■ PROVIDED PASSAGE ■
::::

# MadCity Christmas Reindeer / Werewolf Hack



## MadCityHaunt (Mar 17, 2014)

Hey guys, I hadn't noticed the show room when I first signed up for the forums so I am adding a few of my props now that I know it's here!

These are all from this year essentially. My wolf prop was made in December of 2013 for the Haunt Nation Christmas Prop Hack contest where entrants were required to have a Christmas prop into a Halloween prop.

My wolf was built from an animatronic Reindeer and hacked into a Werewolf. Hope you like it!


----------



## MadCityHaunt (Mar 17, 2014)

More pics of the build:


----------



## MadCityHaunt (Mar 17, 2014)

Can someone let me know what the etiquette is for the showroom on Haunt Forum. I have about 30 pictures of the build, but am limited to posting only 5 at a time? I don't want people to think I am spamming if I post all the pics.


----------



## Hauntiholik (May 17, 2006)

::::

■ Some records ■
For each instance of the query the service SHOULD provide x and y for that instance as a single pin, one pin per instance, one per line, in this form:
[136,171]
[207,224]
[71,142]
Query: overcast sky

::::

■ TASKS FOR THIS EXERCISE ■
A: In the reindeer-to-werewolf prop thread, which contest was the wolf prop made for?
B: Can you carry the reindeer-to-werewolf prop thread on from the point where it stops?

■ EXERCISE ANSWERS ■
A: The Haunt Nation Christmas Prop Hack contest.

B:
MadCityHaunt said:


> Can someone let me know what the etiquette is for the showroom on Haunt Forum. I have about 30 pictures of the build, but am limited to posting only 5 at a time? I don't want people to think I am spamming if I post all the pics.


Awesome build!!!

You're not spamming


----------



## Hairazor (Mar 13, 2012)

Very clever, nicely done!


----------



## MadCityHaunt (Mar 17, 2014)

Thanks so much! Here are some additional pics of the prop coming together.


----------



## MadCityHaunt (Mar 17, 2014)




----------



## MadCityHaunt (Mar 17, 2014)




----------



## MadCityHaunt (Mar 17, 2014)

The last of my pics. Hope ya guys like 'em! I'll try to plan out something better for displaying pics the next time I post them so there won't be so many!


----------



## Sawtooth Jack (Apr 9, 2011)

Nice work! Love the amount of character you gave your wolf...those teeth and eyes are amazing. Did you happen use Foam Coat as a protective layer over the pink foam at all? Been wanting to try that product out.


----------



## Spooky1 (Aug 25, 2008)

Very cool werewolf. He has a cartoony look in daylight, but in the night shots he looks pretty creepy. Good work.


----------



## bobzilla (Nov 13, 2008)

I really love this guy!
What a great build!!
Kudos


----------



## MadCityHaunt (Mar 17, 2014)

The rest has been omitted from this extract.